▸ Document section:
┌──
So, here's to you Jetta the Jitter Bug: may you always be happy and do things your own way. :)

Sunday, July 10, 2011

Life Sort of Things

So, here I am back in SC and it is stinking hot! Coming from Northern Ontario into this area was a bit of a shock to the system. We can't really go out unless it is early in the morning or late at night because it is way too hot for humans and dogs alike. It is due to this heat, and a few other things, that I look forward to our move to Scotland in 39 days. I'm not counting...really I'm not. :)
My parents, Glacier and I arrived back in SC last Friday night after an extremely long trip. I won't bore you with the details; just know it was long because we had to make a detour to Toronto for Portuguese passport stuff. We've spent the last week going through mine and Mr. K's stuff and pitching things we don't want/need or can't sell. We also packed up some things for my parents to bring back home with them, such as the Hope chest and roll top desk my grandpa made for me. They left this morning bright and early and the house seems very empty now. It is a fairly large place with only two people and two dogs and hardly any furniture. We don't even have a couch anymore. Mr. K managed to find someone who wanted it and it was whisked out the door even before I got back home. So, here I sit on a double mattress  on the floor in our living room with Glacier, Roscoe, a lamp, a small table and my coffee mug for company.
Surprisingly, it doesn't really bother me. I thought I may be sad getting rid of everything, but it really doesn't. The only thing that does bug me is that it seems like we have wasted a lot of money. We have a Queen sized bed that we purchased last summer and we won't even get half of what we paid for it, if we can sell it at all. That sort of thing makes me shudder, but the prospect of leaving here and getting to Scotland is incredibly exciting. We've definitely run into a few road blocks and I am sure there will be a few more, but we've also had a lot of help and fantastic things happen in order to help this process along. I've even found a "flat" (AKA apartment) online that is available August 24th, just five days after we arrive. It sounds like it is what we are looking for and it's in the right area. So, I am hoping that will work out for us.
└──
▸ Records provided:
┌──
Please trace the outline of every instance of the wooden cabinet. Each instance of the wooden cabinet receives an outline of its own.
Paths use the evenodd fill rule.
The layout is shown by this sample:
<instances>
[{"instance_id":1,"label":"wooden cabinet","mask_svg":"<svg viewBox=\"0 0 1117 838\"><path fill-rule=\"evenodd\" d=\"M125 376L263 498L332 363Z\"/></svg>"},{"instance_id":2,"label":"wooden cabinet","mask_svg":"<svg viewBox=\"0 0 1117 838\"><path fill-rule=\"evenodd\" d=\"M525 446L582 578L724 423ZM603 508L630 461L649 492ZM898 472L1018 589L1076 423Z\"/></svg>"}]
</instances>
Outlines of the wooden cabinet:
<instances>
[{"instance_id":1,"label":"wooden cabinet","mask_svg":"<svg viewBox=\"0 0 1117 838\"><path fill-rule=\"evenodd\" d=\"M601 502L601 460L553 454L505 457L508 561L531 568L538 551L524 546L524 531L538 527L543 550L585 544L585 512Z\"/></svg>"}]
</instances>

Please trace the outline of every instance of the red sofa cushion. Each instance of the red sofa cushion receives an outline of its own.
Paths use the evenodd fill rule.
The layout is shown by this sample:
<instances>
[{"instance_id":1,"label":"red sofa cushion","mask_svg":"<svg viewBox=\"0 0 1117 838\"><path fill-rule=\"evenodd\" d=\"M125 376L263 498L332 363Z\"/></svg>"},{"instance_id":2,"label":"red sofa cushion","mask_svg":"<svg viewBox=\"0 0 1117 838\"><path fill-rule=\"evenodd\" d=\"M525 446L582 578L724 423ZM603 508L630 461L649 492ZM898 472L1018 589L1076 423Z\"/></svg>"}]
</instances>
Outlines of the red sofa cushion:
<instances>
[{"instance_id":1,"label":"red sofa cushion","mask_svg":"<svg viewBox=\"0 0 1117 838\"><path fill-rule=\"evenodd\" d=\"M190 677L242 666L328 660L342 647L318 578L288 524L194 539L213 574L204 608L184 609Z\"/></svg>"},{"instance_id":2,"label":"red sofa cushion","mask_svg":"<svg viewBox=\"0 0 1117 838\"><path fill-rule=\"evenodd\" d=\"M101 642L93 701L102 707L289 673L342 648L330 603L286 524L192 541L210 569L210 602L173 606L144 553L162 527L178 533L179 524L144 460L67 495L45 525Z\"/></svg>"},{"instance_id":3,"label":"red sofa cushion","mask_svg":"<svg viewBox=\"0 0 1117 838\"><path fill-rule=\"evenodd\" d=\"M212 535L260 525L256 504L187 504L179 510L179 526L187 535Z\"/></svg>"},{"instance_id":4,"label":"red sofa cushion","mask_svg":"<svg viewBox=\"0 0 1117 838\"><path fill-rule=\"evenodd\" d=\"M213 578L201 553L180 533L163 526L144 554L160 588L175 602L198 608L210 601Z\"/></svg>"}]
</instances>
└──
▸ Exercise requirements:
1. List every place name that appears in the blog post about the move to Scotland.
2. According to the blog post about the move to Scotland, on what date does the flat found online become available?
The records were taken from a separate source.

▸ Solution set:
1. SC, Northern Ontario, Scotland, Toronto

2. August 24th